### Exercise aim:
Return the following entries exactly, word for word.

Stored data
== == ==

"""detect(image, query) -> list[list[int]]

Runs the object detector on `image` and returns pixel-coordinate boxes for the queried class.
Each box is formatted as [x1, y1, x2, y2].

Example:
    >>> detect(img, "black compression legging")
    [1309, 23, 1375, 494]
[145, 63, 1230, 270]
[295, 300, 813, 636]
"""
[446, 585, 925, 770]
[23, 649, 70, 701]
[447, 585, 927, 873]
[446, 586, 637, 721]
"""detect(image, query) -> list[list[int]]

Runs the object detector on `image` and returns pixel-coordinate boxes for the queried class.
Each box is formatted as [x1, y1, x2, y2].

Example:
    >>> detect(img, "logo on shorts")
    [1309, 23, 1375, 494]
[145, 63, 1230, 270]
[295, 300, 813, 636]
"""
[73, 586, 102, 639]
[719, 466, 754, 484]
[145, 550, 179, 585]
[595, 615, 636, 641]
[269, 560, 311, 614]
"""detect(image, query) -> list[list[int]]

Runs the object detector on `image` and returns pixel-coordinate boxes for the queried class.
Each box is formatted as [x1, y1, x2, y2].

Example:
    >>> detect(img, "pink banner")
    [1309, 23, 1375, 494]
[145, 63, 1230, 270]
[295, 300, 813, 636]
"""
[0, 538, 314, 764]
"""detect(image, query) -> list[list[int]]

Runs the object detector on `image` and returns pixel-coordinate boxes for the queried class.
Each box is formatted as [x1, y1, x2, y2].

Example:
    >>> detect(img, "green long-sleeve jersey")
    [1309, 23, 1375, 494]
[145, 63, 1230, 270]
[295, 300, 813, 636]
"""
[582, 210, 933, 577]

== == ==

### Task output:
"""detect(image, query) -> list[list[int]]

Runs the object detector on `image` and returns pixel-coordinate boxes for the queried class.
Each box is formatted as [x1, y1, x2, y2].

Example:
    >>> detect(img, "black compression legging")
    [1309, 23, 1375, 494]
[145, 63, 1230, 270]
[295, 300, 813, 636]
"""
[446, 585, 925, 770]
[23, 649, 70, 701]
[447, 585, 927, 873]
[446, 586, 637, 721]
"""detect(image, query) -> list[list[int]]

Runs the object detector on `image` and returns pixel-coordinate boxes for the queried class.
Each box is formatted as [x1, y1, x2, y2].

Example:
    >>> detect(img, "logo on shorts")
    [1309, 23, 1375, 494]
[145, 63, 1230, 270]
[295, 300, 813, 636]
"""
[73, 586, 102, 639]
[719, 466, 754, 484]
[145, 550, 179, 585]
[595, 615, 636, 641]
[269, 560, 311, 614]
"""detect(image, query) -> list[list[int]]

Runs the object detector on `image` and returns pixel-coordinate boxes for the queried class.
Each box is formatted as [x1, y1, x2, y2].

Example:
    >>> detect(img, "pink banner")
    [1309, 23, 1375, 494]
[145, 63, 1230, 270]
[295, 300, 813, 636]
"""
[0, 538, 314, 764]
"""detect(image, query) -> list[list[int]]

Runs the object detector on `image` and returns pixel-coordinate boxes for the queried class.
Each box is formatted as [x1, y1, x2, y2].

Example:
    >>> detect(img, "green long-sleeve jersey")
    [1309, 23, 1375, 494]
[145, 63, 1230, 270]
[295, 300, 813, 636]
"""
[582, 210, 933, 577]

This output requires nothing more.